▸ **TEXTE PRÉSENTÉ**:
%%

Référence : 2005 CAF 177

CORAM :       LE JUGE DÉCARY

LE JUGE SEXTON

LE JUGE EVANS

ENTRE :

                                                      FLAG CONNECTION INC.

                                                                                                                                    demanderesse

                                                                             et

LE MINISTRE DES TRAVAUX PUBLICS ET DES SERVICES GOUVERNEMENTAUX

                                                                                                                                           défendeur

                                       Audience tenue à Ottawa (Ontario), le 11 mai 2005.

                                       Jugement rendu à Ottawa (Ontario), le 12 mai 2005.

MOTIFS DU JUGEMENT :                                                                              LE JUGE EVANS

Y ONT SOUSCRIT :                                                                                        LE JUGE DÉCARY

                                                                                                                           LE JUGE SEXTON


Date : 20050512

Dossier : A-358-04

Référence : 2005 CAF 177

CORAM :       LE JUGE DÉCARY

LE JUGE SEXTON

LE JUGE EVANS

ENTRE :

                                                      FLAG CONNECTION INC.

%%

▸ **EXTRAIT DE DONNÉES**:

%%

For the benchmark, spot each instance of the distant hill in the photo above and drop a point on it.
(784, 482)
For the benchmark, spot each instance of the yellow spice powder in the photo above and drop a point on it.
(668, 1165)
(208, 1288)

%%

▸ **CONSIGNES ÉCRITES**:
1) Pouvez-vous recopier intégralement le texte présenté, mot pour mot ?
2) Pouvez-vous exprimer en CSV à deux colonnes, « consigne » et « réponse », les entrées allant de la ligne qui contient « For the benchmark, spot each instance of the yellow » jusqu'à la fin des entrées, ces deux bornes comprises ? Mettez une ligne par consigne, chaque champ entre guillemets, et remplacez les sauts de ligne par des espaces.

▸ **LISTE DES SOLUTIONS**:
1)
Référence : 2005 CAF 177

CORAM :       LE JUGE DÉCARY

LE JUGE SEXTON

LE JUGE EVANS

ENTRE :

                                                      FLAG CONNECTION INC.

                                                                                                                                    demanderesse

                                                                             et

LE MINISTRE DES TRAVAUX PUBLICS ET DES SERVICES GOUVERNEMENTAUX

                                                                                                                                           défendeur

                                       Audience tenue à Ottawa (Ontario), le 11 mai 2005.

                                       Jugement rendu à Ottawa (Ontario), le 12 mai 2005.

MOTIFS DU JUGEMENT :                                                                              LE JUGE EVANS

Y ONT SOUSCRIT :                                                                                        LE JUGE DÉCARY

                                                                                                                           LE JUGE SEXTON


Date : 20050512

Dossier : A-358-04

Référence : 2005 CAF 177

CORAM :       LE JUGE DÉCARY

LE JUGE SEXTON

LE JUGE EVANS

ENTRE :

                                                      FLAG CONNECTION INC.

2)
consigne,réponse
"For the benchmark, spot each instance of the yellow spice powder in the photo above and drop a point on it.","(668, 1165) (208, 1288)"